Prossiga com o texto sobre Bolsonaro e a guerra híbrida, começando logo após a última frase apresentada.

Texto de origem =>
▶

Sabemos que Jair Messias Bolsonaro é o resultado de uma enorme farsa. Sua candidatura em 2018 bem como sua eleição significaram uma tragédia para o Brasil enquanto nação soberana. Este foi um fato execrável de grandes proporções para milhões de pessoas que testemunharam políticas nocivas (algumas até suicidas) de um governo bárbaro, irracional e irresponsável.
Mas como é possível alcançar o poder executivo deste que é um dos maiores países do Mundo tanto em extensão territorial, em número de habitantes, em população economicamente ativa e em riquezas naturais sem antes mobilizar a loucura coletiva como método? Não se alcança esta façanha sem apelar para o Mundo da irracionalidade.
Nos últimos anos (incluindo os anos de Michel Temer), o brasileiro viu seu poder de compra cair, sua qualidade de vida definhar e já no governo Bolsonaro viu as políticas do famigerado projeto “Ponte Para o Futuro” de Temer não só continuarem como se aprofundarem de maneira radical. Para coroar este processo, o brasileiro foi exposto a um representante do poder público alienado do mundo real (um pré-adolescente de mais de 60 anos de idade) corrompido por escândalos de corrupção de sua própria família, uma associação obscura com o crime organizado (milícias paramilitares com envolvimento próximo com o narcotráfico), o encorajamento da violência sectária política entre outros problemas que expõem o Brasil a uma humilhação reiterada dentro e fora do país. Isso é claro, sem contar o negacionismo que levou milhares à morte por minimizar a gravidade do Novo Coronavírus que assolou o país e o Mundo a partir de 2020.
Jair Bolsonaro não é uma obra do azar, um “infortúnio do destino”. Bolsonaro é o resultado de artigos militares do Pentágono, é o resultado de como desestruturar um país por dentro através das formas mais humilhantes possíveis. Artigos militares norte-americanos ou britânicos estudam desde a década de 1990 o papel da “Guerra de quinta geração” como um método importante para neutralizar ou dominar uma nação que eventualmente represente alguma ameaça estrutural no jogo de poder global. A chamada “Guerra de quinta geração”, fenômeno amplamente estudado na Geopolítica e também conhecido pelo termo de “Guerra Híbrida”, uma agressão multidimensional e multimídia de características assimétricas e caóticas possui maneiras altamente criativas para alcançar um determinado objetivo político. O uso massivo de redes sociais, o abuso indiscriminado de fake news, o aparelhamento do poder judiciário como vetor de guerra política (Lawfare), um alinhamento uníssono de ação dos grandes veículos monopolistas de comunicação além é claro da atuação de agentes clássicos de repressão como as forças armadas têm tido êxito em diversos países do Mundo a partir da década de 2010 (iniciando com a Primavera árabe e também com o Euromaidan para citar dois exemplos célebres).

◀

Excertos do conjunto de dados de apontamento =>

▶

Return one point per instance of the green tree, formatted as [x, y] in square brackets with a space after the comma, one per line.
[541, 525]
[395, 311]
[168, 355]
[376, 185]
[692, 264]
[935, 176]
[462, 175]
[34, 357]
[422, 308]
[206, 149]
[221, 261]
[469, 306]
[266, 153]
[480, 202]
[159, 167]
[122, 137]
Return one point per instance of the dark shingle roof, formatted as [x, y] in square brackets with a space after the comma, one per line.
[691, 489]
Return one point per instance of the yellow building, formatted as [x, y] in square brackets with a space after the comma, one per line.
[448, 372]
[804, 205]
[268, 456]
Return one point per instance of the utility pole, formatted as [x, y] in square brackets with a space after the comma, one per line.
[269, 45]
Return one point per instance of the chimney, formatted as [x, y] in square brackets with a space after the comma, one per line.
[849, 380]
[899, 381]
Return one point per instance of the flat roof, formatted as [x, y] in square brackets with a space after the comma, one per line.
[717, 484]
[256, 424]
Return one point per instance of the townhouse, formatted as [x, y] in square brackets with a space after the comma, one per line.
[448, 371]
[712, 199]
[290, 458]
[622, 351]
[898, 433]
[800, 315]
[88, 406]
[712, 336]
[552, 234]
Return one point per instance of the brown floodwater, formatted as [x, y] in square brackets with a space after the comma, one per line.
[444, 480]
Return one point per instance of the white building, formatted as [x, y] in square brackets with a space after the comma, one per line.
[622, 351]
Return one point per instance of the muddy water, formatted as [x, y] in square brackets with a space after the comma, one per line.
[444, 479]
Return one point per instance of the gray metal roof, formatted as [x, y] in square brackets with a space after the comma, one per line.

◀
▶

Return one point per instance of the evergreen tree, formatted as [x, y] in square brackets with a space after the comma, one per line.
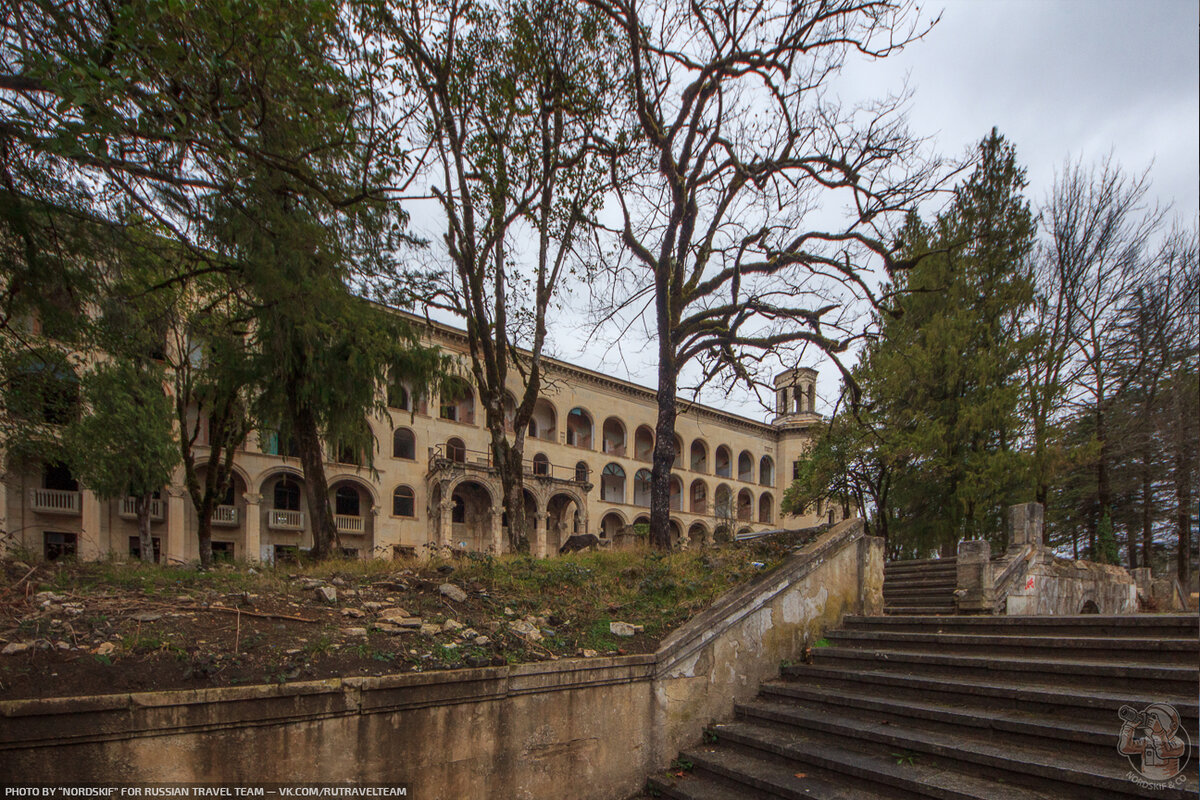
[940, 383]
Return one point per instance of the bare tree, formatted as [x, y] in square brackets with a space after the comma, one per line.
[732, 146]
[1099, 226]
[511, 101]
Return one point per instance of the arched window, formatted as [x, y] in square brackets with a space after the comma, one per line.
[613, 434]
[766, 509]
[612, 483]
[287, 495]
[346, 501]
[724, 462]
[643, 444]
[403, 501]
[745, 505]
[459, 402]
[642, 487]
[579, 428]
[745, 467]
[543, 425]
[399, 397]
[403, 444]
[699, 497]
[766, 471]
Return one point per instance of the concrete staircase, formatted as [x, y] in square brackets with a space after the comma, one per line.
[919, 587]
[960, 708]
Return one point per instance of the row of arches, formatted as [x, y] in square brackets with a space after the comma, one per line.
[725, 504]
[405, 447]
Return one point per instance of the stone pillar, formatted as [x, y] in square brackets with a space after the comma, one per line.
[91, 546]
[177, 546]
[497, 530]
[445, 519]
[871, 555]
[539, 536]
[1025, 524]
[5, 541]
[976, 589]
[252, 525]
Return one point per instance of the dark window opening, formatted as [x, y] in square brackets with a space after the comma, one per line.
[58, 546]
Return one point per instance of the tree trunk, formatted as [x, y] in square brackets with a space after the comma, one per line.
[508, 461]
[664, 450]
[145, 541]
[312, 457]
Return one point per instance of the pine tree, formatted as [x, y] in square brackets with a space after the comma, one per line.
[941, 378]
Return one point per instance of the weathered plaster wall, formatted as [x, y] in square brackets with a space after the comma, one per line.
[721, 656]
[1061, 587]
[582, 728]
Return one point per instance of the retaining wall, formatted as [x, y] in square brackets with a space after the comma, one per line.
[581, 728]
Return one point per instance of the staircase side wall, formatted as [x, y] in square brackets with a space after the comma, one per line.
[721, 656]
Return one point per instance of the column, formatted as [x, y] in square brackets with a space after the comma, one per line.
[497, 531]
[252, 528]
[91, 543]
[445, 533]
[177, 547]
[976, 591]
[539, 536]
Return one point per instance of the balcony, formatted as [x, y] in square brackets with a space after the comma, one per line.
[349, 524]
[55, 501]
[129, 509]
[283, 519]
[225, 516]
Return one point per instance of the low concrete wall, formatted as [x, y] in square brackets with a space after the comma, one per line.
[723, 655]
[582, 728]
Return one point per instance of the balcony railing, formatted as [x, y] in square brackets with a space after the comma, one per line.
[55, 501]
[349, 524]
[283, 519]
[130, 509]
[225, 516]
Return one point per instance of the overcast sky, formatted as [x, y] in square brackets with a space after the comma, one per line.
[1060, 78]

◀

Resultado do exercício =>
Em 2018, ainda sob os escombros de um Golpe de Estado aplicado no Brasil em 2016 (Golpe aliás que é varrido para debaixo do tapete pelos grandes veículos de comunicação que se esforçam dia e noite para virar a página do famigerado Impeachment que não teve amparo constitucional) o Brasil viu uma eleição altamente polarizada. O candidato mais popular do Brasil, mesmo tendo sido alvo de uma inquisição política e midiática exemplificada pela Operação Lava Jato (hoje mundialmente denunciada como uma operação de Lawfare) liderava as pesquisas mesmo preso na superintendência da Polícia Federal em Curitiba. Foram necessárias pressões vindas do comando das forças armadas para que o Supremo Tribunal Federal interditasse a candidatura de Lula. A operação para anular qualquer representação da Esquerda (mesmo a mais negociadora e moderada) era uma demanda do Capital financeiro internacional associado a lacaios locais. O intento era de permitir a sustentação da nova rota que se desejava colocar o Brasil, ou seja, a rota da dependência e da exploração intensiva do Capital-Trabalho, além da liquidação econômica do país com a privatização dos ativos econômicos como a Eletrobrás, os Correios, a Petrobrás e outros. Para tal, era necessário garantir a vitória de um candidato alinhado com as teses da Direita Neoliberal ou da Extrema Direita (que também agradava os banqueiros). As eleições de 2018 contaram com um festival monstruoso de fake news onde memes de internet tornaram-se, ao olhar do brasileiro, argumentos políticos sérios. Pequenos bonecos infláveis como o “pixuleco” eram vistos por amplas camadas da população como “argumentos políticos sérios” assim como bonecos infláveis gigantes de Sérgio Moro vestido de militar ou super-homem. Acreditem, coisas que só dialogam com quem não tem a capacidade de superar a superficialidade do Mundo. Aqui vale ressaltar a preguiça de muitos brasileiros em conseguir distinguir o que é um argumento político de uma guerra de imagem e som. As redes sociais popularizaram a política sem debate, a política da torcida de futebol, ritualística, mística, inculta e desprovida de qualquer racionalização. Mesmo porque, afinal de contas, pra que pensar?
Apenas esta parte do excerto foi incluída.